▶ **What to produce**
Rewrite all of the material below, swapping "photo" for "image" wherever it occurs, changing nothing else, and omitting the pictures.

▶ **Listing**
----------------

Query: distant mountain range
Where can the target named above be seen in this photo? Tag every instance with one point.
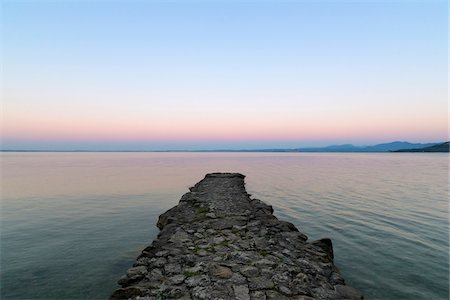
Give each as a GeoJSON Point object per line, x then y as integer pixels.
{"type": "Point", "coordinates": [443, 147]}
{"type": "Point", "coordinates": [387, 147]}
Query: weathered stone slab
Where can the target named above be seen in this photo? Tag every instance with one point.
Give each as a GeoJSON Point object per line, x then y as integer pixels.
{"type": "Point", "coordinates": [218, 243]}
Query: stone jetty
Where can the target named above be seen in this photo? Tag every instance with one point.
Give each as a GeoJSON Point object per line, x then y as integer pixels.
{"type": "Point", "coordinates": [218, 243]}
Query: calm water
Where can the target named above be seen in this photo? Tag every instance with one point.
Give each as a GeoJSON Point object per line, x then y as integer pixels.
{"type": "Point", "coordinates": [72, 223]}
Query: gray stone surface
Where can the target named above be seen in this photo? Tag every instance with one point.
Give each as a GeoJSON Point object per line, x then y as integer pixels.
{"type": "Point", "coordinates": [218, 243]}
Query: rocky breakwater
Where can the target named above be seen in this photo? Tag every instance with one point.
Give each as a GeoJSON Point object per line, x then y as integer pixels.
{"type": "Point", "coordinates": [218, 243]}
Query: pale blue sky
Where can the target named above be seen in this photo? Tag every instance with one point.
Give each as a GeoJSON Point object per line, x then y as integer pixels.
{"type": "Point", "coordinates": [303, 72]}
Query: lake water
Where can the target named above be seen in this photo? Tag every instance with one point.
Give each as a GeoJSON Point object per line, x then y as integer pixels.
{"type": "Point", "coordinates": [72, 223]}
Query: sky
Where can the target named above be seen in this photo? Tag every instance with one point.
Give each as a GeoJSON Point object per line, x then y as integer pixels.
{"type": "Point", "coordinates": [159, 75]}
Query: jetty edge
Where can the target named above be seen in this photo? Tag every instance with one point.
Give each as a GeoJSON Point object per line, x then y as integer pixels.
{"type": "Point", "coordinates": [218, 243]}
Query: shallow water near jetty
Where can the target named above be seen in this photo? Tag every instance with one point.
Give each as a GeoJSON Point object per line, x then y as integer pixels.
{"type": "Point", "coordinates": [72, 223]}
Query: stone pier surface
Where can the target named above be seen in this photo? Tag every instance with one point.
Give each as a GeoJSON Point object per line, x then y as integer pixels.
{"type": "Point", "coordinates": [218, 243]}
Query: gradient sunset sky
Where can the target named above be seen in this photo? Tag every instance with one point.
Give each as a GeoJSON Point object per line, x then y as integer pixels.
{"type": "Point", "coordinates": [157, 75]}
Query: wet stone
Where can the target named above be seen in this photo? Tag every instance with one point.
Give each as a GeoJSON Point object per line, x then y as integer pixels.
{"type": "Point", "coordinates": [218, 243]}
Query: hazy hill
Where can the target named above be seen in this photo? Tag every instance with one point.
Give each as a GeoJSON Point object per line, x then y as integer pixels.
{"type": "Point", "coordinates": [386, 147]}
{"type": "Point", "coordinates": [444, 147]}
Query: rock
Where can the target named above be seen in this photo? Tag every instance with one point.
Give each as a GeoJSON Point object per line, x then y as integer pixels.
{"type": "Point", "coordinates": [260, 283]}
{"type": "Point", "coordinates": [249, 271]}
{"type": "Point", "coordinates": [220, 271]}
{"type": "Point", "coordinates": [198, 280]}
{"type": "Point", "coordinates": [177, 279]}
{"type": "Point", "coordinates": [241, 292]}
{"type": "Point", "coordinates": [218, 243]}
{"type": "Point", "coordinates": [200, 292]}
{"type": "Point", "coordinates": [258, 295]}
{"type": "Point", "coordinates": [172, 269]}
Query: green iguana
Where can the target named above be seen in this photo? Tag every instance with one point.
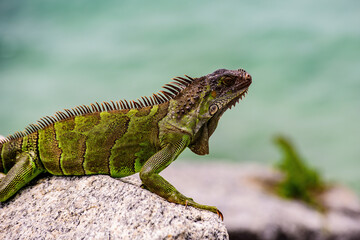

----------------

▶ **Output of the exercise**
Query: distant mountain range
Where can the target named above be seen in this image? Tag every instance with one point.
Give each as a GeoJSON Point object per line, x then y as integer pixels.
{"type": "Point", "coordinates": [443, 147]}
{"type": "Point", "coordinates": [387, 147]}
Query: weathered stone slab
Where can the target named above be seen in this image? Tag every instance with one point.
Give each as a GeoJSON Point object per line, x then y as integer pixels.
{"type": "Point", "coordinates": [218, 243]}
Query: stone jetty
Where can the target named above be seen in this image? Tag every instance with one point.
Give each as a GeoJSON Point object per line, x then y as integer pixels.
{"type": "Point", "coordinates": [218, 243]}
Query: calm water
Where can the target named above be seen in this image? Tag every instance with one point.
Give each as a GeoJSON Point object per line, x then y as integer pixels.
{"type": "Point", "coordinates": [72, 223]}
Query: gray stone surface
Where can the target named above be seen in this image? Tag every instance with one point.
Give each as a GeoJSON Point object per line, x then y as integer pixels.
{"type": "Point", "coordinates": [218, 243]}
Query: rocky breakwater
Where can the target named above be seen in this image? Tag every instance with one point.
Give each as a GeoJSON Point object per line, x then y as integer pixels.
{"type": "Point", "coordinates": [218, 243]}
Query: pale blue sky
Where can the target named above be seen in this image? Tag every instance with one point.
Give each as a GeoJSON Point object per line, x then y as integer pixels.
{"type": "Point", "coordinates": [303, 72]}
Query: lake water
Where can the target named above be seen in this image? Tag every instance with one point.
Give each as a GeoJSON Point object per line, x then y as integer pixels.
{"type": "Point", "coordinates": [72, 223]}
Query: sky
Where can the target named above be seen in this image? Tag every instance with one point.
Give each as a GeoJSON Point object per line, x then y as integer pixels.
{"type": "Point", "coordinates": [159, 75]}
Query: jetty edge
Where can the target named above be seen in this image? Tag every instance with one point.
Give each as a GeoJSON Point object per line, x then y as integer pixels.
{"type": "Point", "coordinates": [218, 243]}
Query: shallow water near jetty
Where can the target named above be seen in this image? Tag every instance with one point.
Give each as a GeoJSON Point object per line, x then y as integer pixels.
{"type": "Point", "coordinates": [72, 223]}
Query: stone pier surface
Where can the target named above be seen in this image? Tag every instance with one point.
Give each as a GeoJSON Point object per line, x then y as integer pixels.
{"type": "Point", "coordinates": [218, 243]}
Query: gradient sunset sky
Where can the target named above be seen in this image? Tag every instance with one point.
Give each as a GeoJSON Point object per line, x then y as integer pixels.
{"type": "Point", "coordinates": [157, 75]}
Query: wet stone
Where can the target named above be seen in this image? Tag every instance with one point.
Give each as a GeoJSON Point object per line, x then y as integer pixels.
{"type": "Point", "coordinates": [218, 243]}
Query: hazy hill
Where can the target named above be seen in this image? Tag every instance with one point.
Give each as a GeoJSON Point object per line, x then y as integer pixels.
{"type": "Point", "coordinates": [386, 147]}
{"type": "Point", "coordinates": [444, 147]}
Query: rock
Where can the target named above be seen in this image? Tag every instance with one point.
Give each as a GeoJSON Point object per line, x then y as integer pixels.
{"type": "Point", "coordinates": [260, 283]}
{"type": "Point", "coordinates": [249, 271]}
{"type": "Point", "coordinates": [220, 271]}
{"type": "Point", "coordinates": [198, 280]}
{"type": "Point", "coordinates": [177, 279]}
{"type": "Point", "coordinates": [241, 292]}
{"type": "Point", "coordinates": [218, 243]}
{"type": "Point", "coordinates": [200, 292]}
{"type": "Point", "coordinates": [258, 295]}
{"type": "Point", "coordinates": [172, 269]}
Query: green iguana
Where can the target named above be seen in this image? Tag every instance with one point.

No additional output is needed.